■ **RECORDS SUPPLIED**
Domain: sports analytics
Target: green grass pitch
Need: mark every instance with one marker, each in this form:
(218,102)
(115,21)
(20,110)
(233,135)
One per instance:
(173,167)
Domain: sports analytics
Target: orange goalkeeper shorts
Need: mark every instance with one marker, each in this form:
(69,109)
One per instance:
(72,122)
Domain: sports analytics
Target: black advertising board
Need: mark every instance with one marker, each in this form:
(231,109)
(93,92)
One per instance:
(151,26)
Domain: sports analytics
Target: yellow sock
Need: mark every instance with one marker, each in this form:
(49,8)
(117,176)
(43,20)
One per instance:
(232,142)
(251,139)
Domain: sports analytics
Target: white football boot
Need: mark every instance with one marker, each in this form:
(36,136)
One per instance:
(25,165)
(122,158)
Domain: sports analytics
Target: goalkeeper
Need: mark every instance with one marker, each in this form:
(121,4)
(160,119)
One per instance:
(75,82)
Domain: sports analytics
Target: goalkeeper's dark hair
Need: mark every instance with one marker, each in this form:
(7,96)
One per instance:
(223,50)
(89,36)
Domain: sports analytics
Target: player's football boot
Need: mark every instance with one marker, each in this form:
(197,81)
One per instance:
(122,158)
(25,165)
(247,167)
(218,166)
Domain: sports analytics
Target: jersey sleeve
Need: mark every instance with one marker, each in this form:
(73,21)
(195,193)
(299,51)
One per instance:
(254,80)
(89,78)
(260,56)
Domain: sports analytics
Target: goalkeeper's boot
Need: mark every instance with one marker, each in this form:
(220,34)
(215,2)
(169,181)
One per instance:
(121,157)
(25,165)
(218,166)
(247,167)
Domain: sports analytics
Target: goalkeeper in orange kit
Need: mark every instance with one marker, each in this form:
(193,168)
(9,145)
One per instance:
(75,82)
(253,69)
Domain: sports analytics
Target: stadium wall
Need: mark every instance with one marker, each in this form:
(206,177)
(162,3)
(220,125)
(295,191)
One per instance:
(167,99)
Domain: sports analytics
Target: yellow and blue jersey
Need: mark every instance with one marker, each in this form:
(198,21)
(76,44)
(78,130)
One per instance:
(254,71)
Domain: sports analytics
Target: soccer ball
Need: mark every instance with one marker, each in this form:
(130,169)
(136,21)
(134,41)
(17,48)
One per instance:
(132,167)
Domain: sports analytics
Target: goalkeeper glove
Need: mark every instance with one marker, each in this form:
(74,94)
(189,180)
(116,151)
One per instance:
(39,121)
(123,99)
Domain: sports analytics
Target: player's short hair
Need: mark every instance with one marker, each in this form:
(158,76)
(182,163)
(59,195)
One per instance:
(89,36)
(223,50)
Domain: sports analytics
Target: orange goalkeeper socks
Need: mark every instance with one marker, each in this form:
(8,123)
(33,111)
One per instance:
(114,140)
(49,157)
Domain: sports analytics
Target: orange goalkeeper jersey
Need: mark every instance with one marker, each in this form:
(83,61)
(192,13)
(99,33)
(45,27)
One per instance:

■ **EXERCISE DESCRIPTION**
Write out every line from the data above that includes "boot".

■ **REPLY TO THE EXERCISE**
Target: white football boot
Target: player's football boot
Target: goalkeeper's boot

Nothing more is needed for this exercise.